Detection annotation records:

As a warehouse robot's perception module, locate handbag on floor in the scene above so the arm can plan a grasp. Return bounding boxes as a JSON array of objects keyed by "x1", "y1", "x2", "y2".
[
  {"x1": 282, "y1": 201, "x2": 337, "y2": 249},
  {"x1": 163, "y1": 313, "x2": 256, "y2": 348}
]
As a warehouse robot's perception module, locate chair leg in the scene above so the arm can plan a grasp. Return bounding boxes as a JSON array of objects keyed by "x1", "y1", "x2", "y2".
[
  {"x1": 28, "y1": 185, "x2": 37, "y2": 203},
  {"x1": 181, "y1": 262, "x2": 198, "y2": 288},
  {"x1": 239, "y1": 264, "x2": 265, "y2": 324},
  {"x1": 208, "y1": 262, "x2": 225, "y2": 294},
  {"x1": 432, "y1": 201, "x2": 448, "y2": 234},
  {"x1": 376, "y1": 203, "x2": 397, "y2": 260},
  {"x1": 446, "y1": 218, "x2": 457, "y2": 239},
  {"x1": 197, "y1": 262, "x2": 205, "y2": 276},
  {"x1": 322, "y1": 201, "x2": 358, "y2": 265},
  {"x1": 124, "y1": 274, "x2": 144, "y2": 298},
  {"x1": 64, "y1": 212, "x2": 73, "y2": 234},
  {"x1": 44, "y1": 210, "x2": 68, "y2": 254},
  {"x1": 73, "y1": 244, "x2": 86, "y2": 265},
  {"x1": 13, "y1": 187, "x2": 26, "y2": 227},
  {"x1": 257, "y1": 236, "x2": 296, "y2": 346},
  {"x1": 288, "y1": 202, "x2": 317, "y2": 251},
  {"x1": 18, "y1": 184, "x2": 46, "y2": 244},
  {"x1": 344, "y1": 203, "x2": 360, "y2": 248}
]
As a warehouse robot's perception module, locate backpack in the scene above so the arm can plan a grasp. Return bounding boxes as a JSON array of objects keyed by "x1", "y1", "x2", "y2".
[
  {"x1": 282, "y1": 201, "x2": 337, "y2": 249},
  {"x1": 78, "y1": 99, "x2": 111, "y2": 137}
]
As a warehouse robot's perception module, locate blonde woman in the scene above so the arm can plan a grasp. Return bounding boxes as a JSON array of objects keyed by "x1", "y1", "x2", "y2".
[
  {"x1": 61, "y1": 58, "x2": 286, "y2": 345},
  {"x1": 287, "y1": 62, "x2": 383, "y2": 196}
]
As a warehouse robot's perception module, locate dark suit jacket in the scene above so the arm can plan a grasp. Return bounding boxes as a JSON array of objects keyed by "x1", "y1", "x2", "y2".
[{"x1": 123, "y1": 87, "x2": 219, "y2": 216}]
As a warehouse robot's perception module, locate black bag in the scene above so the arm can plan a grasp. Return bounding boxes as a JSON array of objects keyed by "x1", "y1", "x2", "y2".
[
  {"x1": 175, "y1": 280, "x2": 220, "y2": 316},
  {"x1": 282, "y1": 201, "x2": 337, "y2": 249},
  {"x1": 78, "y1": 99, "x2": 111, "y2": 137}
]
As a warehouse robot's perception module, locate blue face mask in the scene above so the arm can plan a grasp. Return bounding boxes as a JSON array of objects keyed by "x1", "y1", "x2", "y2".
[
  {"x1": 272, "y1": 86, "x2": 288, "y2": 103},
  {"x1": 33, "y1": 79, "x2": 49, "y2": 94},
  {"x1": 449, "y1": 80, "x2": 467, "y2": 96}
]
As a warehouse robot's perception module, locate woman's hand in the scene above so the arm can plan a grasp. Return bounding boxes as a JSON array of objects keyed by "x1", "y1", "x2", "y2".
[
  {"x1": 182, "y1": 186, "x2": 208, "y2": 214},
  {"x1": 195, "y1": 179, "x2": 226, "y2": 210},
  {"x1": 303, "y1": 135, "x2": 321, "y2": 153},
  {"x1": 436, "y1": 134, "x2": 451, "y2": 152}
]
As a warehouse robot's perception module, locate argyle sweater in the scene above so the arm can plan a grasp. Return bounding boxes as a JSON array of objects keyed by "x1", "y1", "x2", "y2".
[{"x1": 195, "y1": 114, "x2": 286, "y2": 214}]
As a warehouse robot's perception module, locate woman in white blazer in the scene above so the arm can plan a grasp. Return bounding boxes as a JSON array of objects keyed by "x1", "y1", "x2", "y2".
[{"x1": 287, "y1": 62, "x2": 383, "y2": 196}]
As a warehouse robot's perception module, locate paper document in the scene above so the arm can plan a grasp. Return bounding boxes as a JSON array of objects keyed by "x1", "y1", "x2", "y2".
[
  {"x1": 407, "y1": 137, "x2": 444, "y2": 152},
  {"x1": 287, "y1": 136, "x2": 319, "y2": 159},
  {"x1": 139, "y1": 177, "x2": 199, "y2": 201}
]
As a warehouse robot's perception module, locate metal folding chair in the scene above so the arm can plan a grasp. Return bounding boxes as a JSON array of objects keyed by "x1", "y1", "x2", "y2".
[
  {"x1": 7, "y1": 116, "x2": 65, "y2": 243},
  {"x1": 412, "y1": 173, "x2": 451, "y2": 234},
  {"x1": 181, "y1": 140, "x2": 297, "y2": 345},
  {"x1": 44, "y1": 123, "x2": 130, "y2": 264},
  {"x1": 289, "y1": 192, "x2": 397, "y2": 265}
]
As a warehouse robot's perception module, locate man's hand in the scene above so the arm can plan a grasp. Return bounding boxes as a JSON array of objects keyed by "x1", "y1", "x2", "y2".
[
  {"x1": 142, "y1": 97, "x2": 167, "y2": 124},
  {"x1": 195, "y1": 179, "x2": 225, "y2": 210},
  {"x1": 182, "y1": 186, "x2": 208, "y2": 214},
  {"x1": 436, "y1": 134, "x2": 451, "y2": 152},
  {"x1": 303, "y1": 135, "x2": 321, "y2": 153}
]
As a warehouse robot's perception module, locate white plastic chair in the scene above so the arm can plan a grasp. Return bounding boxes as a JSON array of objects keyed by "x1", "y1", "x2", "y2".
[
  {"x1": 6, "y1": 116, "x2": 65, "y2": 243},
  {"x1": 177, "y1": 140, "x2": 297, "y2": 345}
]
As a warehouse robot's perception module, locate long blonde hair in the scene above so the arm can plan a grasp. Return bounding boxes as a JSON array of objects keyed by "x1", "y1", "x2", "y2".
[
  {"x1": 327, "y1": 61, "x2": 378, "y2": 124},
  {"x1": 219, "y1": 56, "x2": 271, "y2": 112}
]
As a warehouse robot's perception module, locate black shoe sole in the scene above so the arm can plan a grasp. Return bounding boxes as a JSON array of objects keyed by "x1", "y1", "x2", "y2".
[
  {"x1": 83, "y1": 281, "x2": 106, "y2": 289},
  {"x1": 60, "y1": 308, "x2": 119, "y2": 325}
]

--

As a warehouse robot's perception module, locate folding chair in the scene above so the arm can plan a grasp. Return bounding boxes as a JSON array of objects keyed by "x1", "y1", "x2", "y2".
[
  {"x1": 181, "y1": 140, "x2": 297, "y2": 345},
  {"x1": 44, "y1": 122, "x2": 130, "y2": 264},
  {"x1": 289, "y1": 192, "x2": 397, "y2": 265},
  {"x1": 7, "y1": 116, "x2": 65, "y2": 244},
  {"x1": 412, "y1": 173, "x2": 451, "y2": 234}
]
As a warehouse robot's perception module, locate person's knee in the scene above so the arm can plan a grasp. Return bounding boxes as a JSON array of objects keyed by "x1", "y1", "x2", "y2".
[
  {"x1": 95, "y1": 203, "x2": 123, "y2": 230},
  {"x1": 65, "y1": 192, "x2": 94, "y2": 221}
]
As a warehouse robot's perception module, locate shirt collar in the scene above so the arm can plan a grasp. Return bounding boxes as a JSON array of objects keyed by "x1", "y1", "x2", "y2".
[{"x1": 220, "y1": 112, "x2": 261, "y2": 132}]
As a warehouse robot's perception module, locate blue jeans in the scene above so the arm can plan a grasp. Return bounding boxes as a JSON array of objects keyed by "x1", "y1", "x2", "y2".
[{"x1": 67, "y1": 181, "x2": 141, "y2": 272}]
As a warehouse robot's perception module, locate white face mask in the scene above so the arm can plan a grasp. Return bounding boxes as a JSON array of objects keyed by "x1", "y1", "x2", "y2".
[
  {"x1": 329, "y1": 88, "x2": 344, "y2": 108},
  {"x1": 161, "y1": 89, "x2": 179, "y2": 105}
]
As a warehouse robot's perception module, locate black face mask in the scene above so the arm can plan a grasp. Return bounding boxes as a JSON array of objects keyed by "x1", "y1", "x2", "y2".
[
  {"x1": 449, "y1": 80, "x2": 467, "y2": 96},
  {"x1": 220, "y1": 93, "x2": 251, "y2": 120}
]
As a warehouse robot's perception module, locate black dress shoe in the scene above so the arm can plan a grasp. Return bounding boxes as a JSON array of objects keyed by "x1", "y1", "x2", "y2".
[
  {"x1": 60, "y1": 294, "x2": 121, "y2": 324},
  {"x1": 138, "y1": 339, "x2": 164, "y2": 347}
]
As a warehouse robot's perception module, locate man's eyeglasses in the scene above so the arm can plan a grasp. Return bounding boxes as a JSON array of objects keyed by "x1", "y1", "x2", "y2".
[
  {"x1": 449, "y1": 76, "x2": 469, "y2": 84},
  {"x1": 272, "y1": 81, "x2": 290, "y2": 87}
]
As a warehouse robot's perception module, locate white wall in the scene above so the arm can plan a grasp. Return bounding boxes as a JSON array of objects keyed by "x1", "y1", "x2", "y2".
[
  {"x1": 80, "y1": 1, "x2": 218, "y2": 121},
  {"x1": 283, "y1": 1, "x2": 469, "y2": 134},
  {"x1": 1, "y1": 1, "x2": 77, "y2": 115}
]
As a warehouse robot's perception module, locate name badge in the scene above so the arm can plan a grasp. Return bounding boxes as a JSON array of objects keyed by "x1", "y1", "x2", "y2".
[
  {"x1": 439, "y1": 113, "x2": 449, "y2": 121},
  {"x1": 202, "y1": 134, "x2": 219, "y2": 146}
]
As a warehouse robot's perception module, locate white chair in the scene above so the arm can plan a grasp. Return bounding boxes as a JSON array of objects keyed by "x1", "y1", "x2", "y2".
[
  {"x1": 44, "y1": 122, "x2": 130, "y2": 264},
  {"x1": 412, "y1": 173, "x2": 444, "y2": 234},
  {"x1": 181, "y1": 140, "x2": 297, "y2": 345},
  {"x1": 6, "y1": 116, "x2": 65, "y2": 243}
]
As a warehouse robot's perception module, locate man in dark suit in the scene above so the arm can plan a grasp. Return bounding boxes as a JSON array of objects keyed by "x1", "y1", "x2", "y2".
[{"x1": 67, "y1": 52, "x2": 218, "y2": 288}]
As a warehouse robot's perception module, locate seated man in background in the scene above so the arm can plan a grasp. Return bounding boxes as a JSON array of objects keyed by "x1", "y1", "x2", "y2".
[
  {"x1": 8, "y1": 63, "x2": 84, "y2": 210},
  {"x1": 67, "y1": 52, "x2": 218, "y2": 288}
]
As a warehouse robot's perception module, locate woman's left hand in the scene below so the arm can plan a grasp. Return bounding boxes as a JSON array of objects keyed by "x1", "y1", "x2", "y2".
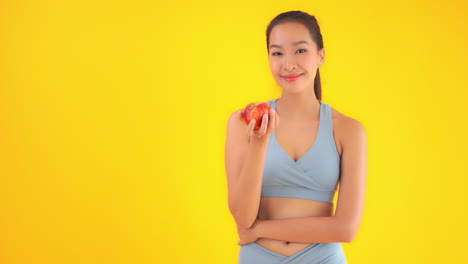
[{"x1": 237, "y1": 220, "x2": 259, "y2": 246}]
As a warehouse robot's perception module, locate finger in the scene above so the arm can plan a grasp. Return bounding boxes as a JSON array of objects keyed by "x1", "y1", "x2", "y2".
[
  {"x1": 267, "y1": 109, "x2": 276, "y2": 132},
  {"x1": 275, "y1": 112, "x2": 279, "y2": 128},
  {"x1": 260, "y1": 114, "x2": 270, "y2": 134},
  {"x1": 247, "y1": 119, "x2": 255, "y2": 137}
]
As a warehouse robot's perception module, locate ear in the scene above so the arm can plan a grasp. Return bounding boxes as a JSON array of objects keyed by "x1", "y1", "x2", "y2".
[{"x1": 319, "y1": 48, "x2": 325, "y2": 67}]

==

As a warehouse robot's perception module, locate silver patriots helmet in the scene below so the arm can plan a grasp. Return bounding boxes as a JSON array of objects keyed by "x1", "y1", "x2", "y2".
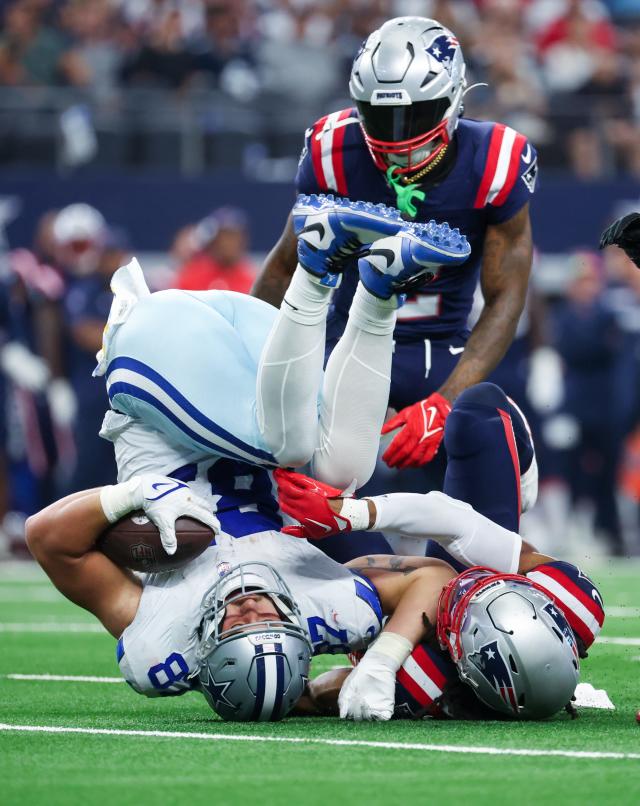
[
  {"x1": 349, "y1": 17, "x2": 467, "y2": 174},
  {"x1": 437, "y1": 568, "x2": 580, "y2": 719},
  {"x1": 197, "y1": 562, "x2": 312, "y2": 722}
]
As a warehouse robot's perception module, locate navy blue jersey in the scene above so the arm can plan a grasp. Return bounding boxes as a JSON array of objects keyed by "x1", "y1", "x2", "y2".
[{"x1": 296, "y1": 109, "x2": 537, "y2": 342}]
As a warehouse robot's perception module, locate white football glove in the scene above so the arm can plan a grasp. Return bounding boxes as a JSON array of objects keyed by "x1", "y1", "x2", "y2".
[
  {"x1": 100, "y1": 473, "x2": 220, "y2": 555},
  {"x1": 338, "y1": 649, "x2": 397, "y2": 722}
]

● **What to do**:
Gather every line above that contains the word "black" and copy each one. Matching is case-sensitive.

● **Final result**:
As a warehouse robot's perception module, locate black bag in the scene above so the arm can plan a grasp. Return bounding boxes as a JSON array of objects keyed by "x1", "y1", "x2", "y2".
As a warehouse robot's perception module, locate black shoe sole in the scene above so the arm can plan a grasp. Return bounding boxes as a JSON array of objects keyed by "x1", "y1", "x2", "y2".
As a warehouse robot's perception module, locate black face mask in the scene above so the arm can plan a grasp. Return bounding boxes as a JSON array of objects keyed by "x1", "y1", "x2", "y2".
As a warehouse robot's perception module, locate black dress shoe in the scene above so the arm can plan a grasp. Return bounding boxes as a JSON array of objects keyed by "x1", "y1", "x2", "y2".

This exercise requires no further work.